REQUEST – Please update these lines by replacing "Target" with "Label" everywhere and keeping everything else the same, and leave the pictures out of your answer.

GIVEN INFORMATION –
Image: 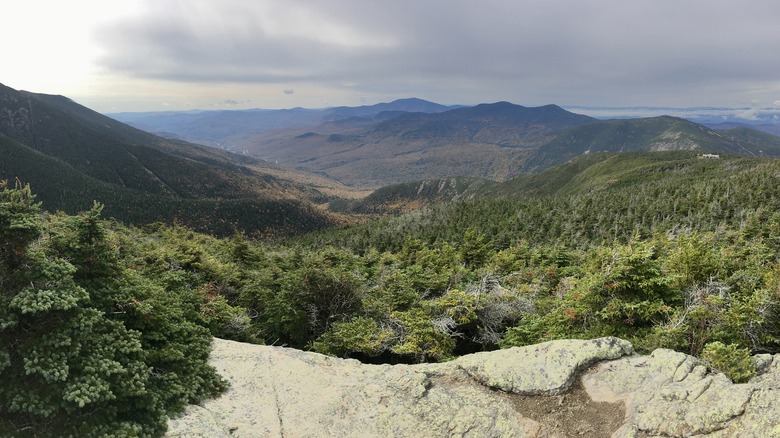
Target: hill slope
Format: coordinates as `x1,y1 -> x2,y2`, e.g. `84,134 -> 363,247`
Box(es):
155,102 -> 780,189
0,85 -> 348,234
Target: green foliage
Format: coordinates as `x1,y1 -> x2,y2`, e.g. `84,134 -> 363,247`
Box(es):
0,186 -> 223,436
311,317 -> 395,357
701,341 -> 756,383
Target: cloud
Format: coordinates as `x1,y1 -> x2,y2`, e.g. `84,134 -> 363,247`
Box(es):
95,0 -> 780,106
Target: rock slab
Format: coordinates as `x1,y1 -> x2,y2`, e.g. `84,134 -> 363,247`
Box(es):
168,338 -> 780,437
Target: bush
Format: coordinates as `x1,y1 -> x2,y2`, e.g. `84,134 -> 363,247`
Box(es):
701,342 -> 756,383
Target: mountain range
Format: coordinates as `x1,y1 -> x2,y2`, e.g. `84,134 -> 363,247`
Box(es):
0,80 -> 780,236
0,85 -> 362,235
112,99 -> 780,189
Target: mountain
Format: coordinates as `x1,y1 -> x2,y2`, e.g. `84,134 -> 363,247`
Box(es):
350,151 -> 780,214
111,99 -> 780,190
236,102 -> 593,188
109,98 -> 452,147
694,120 -> 780,135
323,98 -> 454,120
0,85 -> 352,238
524,116 -> 780,172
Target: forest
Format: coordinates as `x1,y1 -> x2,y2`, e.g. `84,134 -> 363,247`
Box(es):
0,154 -> 780,436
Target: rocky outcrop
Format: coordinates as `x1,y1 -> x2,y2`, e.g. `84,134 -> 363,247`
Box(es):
168,338 -> 780,437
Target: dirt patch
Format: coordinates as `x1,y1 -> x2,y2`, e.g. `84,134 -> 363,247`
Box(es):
507,379 -> 626,438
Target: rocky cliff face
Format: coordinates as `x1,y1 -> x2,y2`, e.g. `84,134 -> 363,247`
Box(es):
168,338 -> 780,437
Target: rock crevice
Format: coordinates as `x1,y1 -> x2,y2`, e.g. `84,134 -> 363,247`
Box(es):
168,338 -> 780,437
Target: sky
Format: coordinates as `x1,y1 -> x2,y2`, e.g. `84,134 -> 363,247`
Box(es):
0,0 -> 780,114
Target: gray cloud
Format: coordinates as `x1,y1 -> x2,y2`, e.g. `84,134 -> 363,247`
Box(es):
96,0 -> 780,106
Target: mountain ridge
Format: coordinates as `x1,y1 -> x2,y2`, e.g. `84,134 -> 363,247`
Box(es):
0,82 -> 348,234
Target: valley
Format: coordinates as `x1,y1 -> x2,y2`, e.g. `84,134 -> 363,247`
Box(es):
0,87 -> 780,436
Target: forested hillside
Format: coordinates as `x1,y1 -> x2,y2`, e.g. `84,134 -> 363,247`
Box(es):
0,152 -> 780,436
0,85 -> 346,236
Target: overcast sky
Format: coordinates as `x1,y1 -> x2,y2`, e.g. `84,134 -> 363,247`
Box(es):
0,0 -> 780,112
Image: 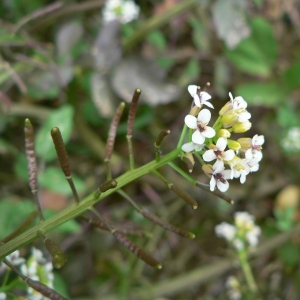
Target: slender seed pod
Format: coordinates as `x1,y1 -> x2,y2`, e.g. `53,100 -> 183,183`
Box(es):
24,277 -> 68,300
169,183 -> 198,209
154,130 -> 171,149
140,208 -> 195,239
80,216 -> 152,238
51,127 -> 79,204
104,102 -> 125,179
127,89 -> 142,136
94,179 -> 118,199
1,211 -> 38,243
112,230 -> 162,269
24,119 -> 45,221
196,181 -> 234,204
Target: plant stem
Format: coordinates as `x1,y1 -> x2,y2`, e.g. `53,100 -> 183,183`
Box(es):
0,149 -> 180,259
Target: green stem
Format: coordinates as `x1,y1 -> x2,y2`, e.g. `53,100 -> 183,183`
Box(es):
238,249 -> 258,294
0,149 -> 180,260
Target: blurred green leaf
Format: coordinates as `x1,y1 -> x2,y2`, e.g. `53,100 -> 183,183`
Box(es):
279,242 -> 300,267
147,30 -> 167,50
235,82 -> 286,107
277,103 -> 300,127
226,18 -> 277,77
35,104 -> 74,161
283,60 -> 300,92
0,198 -> 36,239
14,153 -> 29,182
39,167 -> 85,195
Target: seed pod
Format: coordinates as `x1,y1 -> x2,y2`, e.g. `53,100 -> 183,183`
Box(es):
140,208 -> 195,239
24,277 -> 68,300
112,230 -> 162,269
44,238 -> 67,269
169,184 -> 198,209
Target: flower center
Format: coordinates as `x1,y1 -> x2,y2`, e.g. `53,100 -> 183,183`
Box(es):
197,122 -> 206,132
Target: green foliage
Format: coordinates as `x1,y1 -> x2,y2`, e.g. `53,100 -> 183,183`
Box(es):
36,104 -> 74,161
226,18 -> 277,77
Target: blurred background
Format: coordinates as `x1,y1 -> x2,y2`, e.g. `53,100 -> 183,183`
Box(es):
0,0 -> 300,300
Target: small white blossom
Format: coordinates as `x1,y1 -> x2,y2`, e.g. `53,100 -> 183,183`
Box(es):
184,109 -> 216,145
215,222 -> 236,242
203,137 -> 235,161
210,160 -> 231,192
181,142 -> 204,152
102,0 -> 140,24
188,85 -> 214,108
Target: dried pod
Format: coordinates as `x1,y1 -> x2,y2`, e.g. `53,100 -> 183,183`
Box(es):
112,230 -> 162,269
24,277 -> 68,300
140,208 -> 195,239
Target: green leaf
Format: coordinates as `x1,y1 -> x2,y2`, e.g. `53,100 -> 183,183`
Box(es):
235,82 -> 286,107
226,18 -> 277,77
279,242 -> 300,267
0,198 -> 36,239
39,167 -> 85,195
35,104 -> 74,161
283,60 -> 300,92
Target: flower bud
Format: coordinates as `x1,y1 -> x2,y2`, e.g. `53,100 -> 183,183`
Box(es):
221,112 -> 238,128
227,139 -> 241,151
237,138 -> 252,150
232,121 -> 252,133
202,164 -> 213,177
219,101 -> 232,116
217,128 -> 231,138
181,152 -> 195,173
189,105 -> 201,117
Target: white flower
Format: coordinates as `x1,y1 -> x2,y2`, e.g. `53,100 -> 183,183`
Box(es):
6,250 -> 25,266
0,293 -> 6,300
188,85 -> 214,108
215,222 -> 236,242
184,109 -> 216,145
102,0 -> 140,24
210,160 -> 231,192
203,137 -> 235,161
246,225 -> 261,247
181,142 -> 204,152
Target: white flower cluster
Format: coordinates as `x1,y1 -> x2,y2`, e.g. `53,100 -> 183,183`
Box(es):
20,247 -> 54,300
226,276 -> 242,300
182,85 -> 264,192
102,0 -> 140,24
215,212 -> 261,250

SOLUTION TO THIS EXERCISE –
Image: 
Label: hill slope
Format: coordinates as `x1,y1 -> x2,y2`, e.g. `84,134 -> 363,247`
Box(es):
155,102 -> 780,189
0,85 -> 348,234
Label: green foliage
Format: coordinates as `x1,y1 -> x2,y2`, e.g. `84,134 -> 363,247`
Box(es):
0,186 -> 223,436
311,317 -> 395,357
701,341 -> 756,383
Label: cloud
Format: coordinates as `x1,y1 -> x2,y2`, e.g. `84,134 -> 363,247`
Box(es):
95,0 -> 780,106
Label: rock slab
Format: coordinates as `x1,y1 -> x2,y2`, e.g. `84,134 -> 363,247`
Box(es):
168,338 -> 780,437
Label: bush
Format: coordinates as `x1,y1 -> x2,y2`, e.g. `84,134 -> 363,247`
Box(es):
701,342 -> 756,383
Label: mountain range
Format: coordinates as `x1,y1 -> x2,y2`, e.g. `84,134 -> 363,247`
Box(es):
0,80 -> 780,236
0,85 -> 362,235
112,99 -> 780,189
Label: mountain
Format: coordinates as `x1,y1 -> x2,y2`, e.g. `84,134 -> 363,247`
Box(es):
350,151 -> 780,214
111,99 -> 780,190
236,102 -> 593,188
109,98 -> 452,147
694,120 -> 780,135
323,98 -> 454,120
0,85 -> 352,238
524,116 -> 780,172
Label: forest
Format: coordinates as `x1,y1 -> x2,y2`, e.g. `84,134 -> 363,247`
Box(es):
0,154 -> 780,436
Label: rocky outcrop
Format: coordinates as `x1,y1 -> x2,y2`, e.g. `84,134 -> 363,247`
Box(es):
168,338 -> 780,437
Label: dirt patch
Format: coordinates as `x1,y1 -> x2,y2`, e.g. `84,134 -> 363,247`
Box(es):
507,379 -> 626,438
Label: rocky cliff face
Format: coordinates as `x1,y1 -> x2,y2`, e.g. `84,134 -> 363,247`
Box(es):
168,338 -> 780,437
Label: rock crevice
Format: coordinates as `x1,y1 -> x2,y2`, e.g. `84,134 -> 363,247`
Box(es):
168,338 -> 780,437
Label: sky
Format: coordinates as `x1,y1 -> x2,y2`, e.g. `84,134 -> 363,247`
Box(es):
0,0 -> 780,114
Label: gray cloud
Format: coordinates as `x1,y1 -> x2,y2`, e.g. `84,134 -> 363,247`
Box(es):
96,0 -> 780,106
Label: mountain ridge
Format: coordinates as `x1,y1 -> x2,y2`, e.g. `84,134 -> 363,247`
Box(es):
0,82 -> 348,234
Label: valley
Format: coordinates as `x1,y1 -> x2,y2`, e.g. `84,134 -> 363,247`
Box(es):
0,87 -> 780,436
Label: forested hillside
Format: coordinates as `x1,y1 -> x2,y2`, e.g. `84,134 -> 363,247`
Box(es):
0,152 -> 780,436
0,85 -> 346,236
Label: overcast sky
Format: coordinates as `x1,y1 -> x2,y2`, e.g. `84,134 -> 363,247`
Box(es):
0,0 -> 780,112
Image: 
Label: slender seed pod
Format: coordinates as `x1,y1 -> x2,y2`, e.g. `53,100 -> 183,183`
Box(es):
24,277 -> 68,300
169,183 -> 198,209
154,130 -> 171,149
140,208 -> 195,239
80,216 -> 152,238
51,127 -> 79,204
104,102 -> 125,179
127,89 -> 142,136
94,179 -> 118,199
1,211 -> 38,243
112,230 -> 162,269
24,119 -> 45,221
196,181 -> 234,204
Label: plant stem
Format: coordinates as `x1,y1 -> x2,y2`, e.g. `53,100 -> 183,183`
Box(es):
0,149 -> 180,259
Label: green stem
Format: coordinates as `x1,y1 -> x2,y2`, e.g. `53,100 -> 183,183`
Box(es):
238,249 -> 258,294
0,149 -> 180,260
Label: blurred green leaf
Format: coordinates as `x1,y1 -> x2,y2`, e.g. `53,100 -> 183,183`
Box(es):
279,242 -> 300,267
147,30 -> 167,50
235,82 -> 286,107
277,103 -> 300,127
226,18 -> 277,77
35,104 -> 74,161
283,60 -> 300,92
0,198 -> 36,239
14,153 -> 29,182
39,167 -> 85,195
Label: seed pod
Format: coordinates as `x1,y1 -> x2,y2`, e.g. `53,100 -> 183,183`
Box(es):
140,208 -> 195,239
24,277 -> 68,300
112,230 -> 162,269
44,238 -> 67,269
169,184 -> 198,209
Label: flower center
Format: coordinates as `x1,y1 -> x2,y2`, e.g. `53,100 -> 183,183`
Box(es):
197,122 -> 206,132
Label: green foliage
Format: coordinates as `x1,y1 -> x2,y2`, e.g. `53,100 -> 183,183`
Box(es):
36,104 -> 74,161
226,18 -> 277,77
Label: blurred background
Format: coordinates as `x1,y1 -> x2,y2`, e.g. `53,100 -> 183,183`
Box(es):
0,0 -> 300,300
Label: small white blossom
Format: coordinates as `x1,y1 -> x2,y2`, e.g. `53,100 -> 183,183`
Box(es):
184,109 -> 216,145
215,222 -> 236,242
203,137 -> 235,161
210,160 -> 231,192
181,142 -> 204,152
102,0 -> 140,24
188,85 -> 214,108
Label: dried pod
Format: coordinates as `x1,y1 -> x2,y2`, e.g. `53,100 -> 183,183`
Box(es):
112,230 -> 162,269
24,277 -> 68,300
140,208 -> 195,239
Label: green leaf
Format: coordinates as `x1,y1 -> x2,y2`, e.g. `53,100 -> 183,183`
Box(es):
235,82 -> 286,107
226,18 -> 277,77
279,242 -> 300,267
0,198 -> 36,239
39,167 -> 85,195
35,104 -> 74,161
283,60 -> 300,92
Label: flower bud
Format: coordinates as `x1,y1 -> x2,y2`, e.g. `53,100 -> 183,183`
Box(es):
221,112 -> 238,128
227,139 -> 241,151
237,138 -> 252,150
232,121 -> 252,133
202,164 -> 213,177
219,101 -> 232,116
217,128 -> 231,138
181,152 -> 195,173
189,105 -> 201,117
Label: white flower
Format: coordinates as `x1,y1 -> x2,y2`, e.g. `53,100 -> 183,183`
Box(es):
6,250 -> 25,266
0,293 -> 6,300
188,85 -> 214,108
215,222 -> 236,242
184,109 -> 216,145
102,0 -> 140,24
210,160 -> 231,192
203,137 -> 235,161
246,225 -> 261,247
181,142 -> 204,152
Label: white flower cluster
Format: coordinates as `x1,y1 -> x2,y2`, e.g. `53,100 -> 183,183`
Box(es):
20,247 -> 54,300
226,276 -> 242,300
182,85 -> 264,192
102,0 -> 140,24
215,212 -> 261,250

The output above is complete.